▶ Task instructions
Which behaviors does the passage on fearful dogs say many people think are bad behaviors? List all of them.

▶ Document passage
━━━━━━━━

What do you do if your dog is scared of everything? Fearful dogs manifest behaviors that many people think are bad behaviors. This includes leash reactivity, aggression, growling, hypervigilance, grabbing toys or your body parts, humping, etc. But these are not bad behaviors, they are the behaviors that dogs use to express their fears and/or anxieties. Fearful dogs who display these behaviors, need your help — don’t try to stop them and most definitely, don’t punish them. We want to change the association of fear to relief, little by little.
What are dogs afraid of and why?
Dogs fear all sorts of things, such as noise, people, children, other dogs, horses, different surfaces, thresholds, vacuum cleaners, new places, cars, bikes, motorcycles, skateboards… and a whole lot more.
There are many reasons why dogs become fearful. It could be neglect, abuse, lack of proper socialization with humans and/or other animals, pushed too much at an early age, physical trauma, pain, emotional trauma, any trauma at a critical period of puppyhood, etc.
Sometimes we know the reasons, but oftentimes we don’t. The bottom line is that helping these dogs overcome fear is about getting them to trust again and making them feel safe. But we can’t do that unless we know how to read their body language and learn what fear and stress look like.
So, how does one go about making a dog who is afraid of everything feel safe and trust again? My best advice is…
- Have no expectations.

━━━━━━━━

▶ Collected material
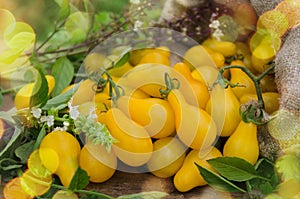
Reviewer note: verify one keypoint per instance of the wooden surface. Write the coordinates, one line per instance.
(128, 183)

━━━━━━━━

▶ Exercise solution
- Leash reactivity
- Aggression
- Growling
- Hypervigilance
- Grabbing toys or your body parts
- Humping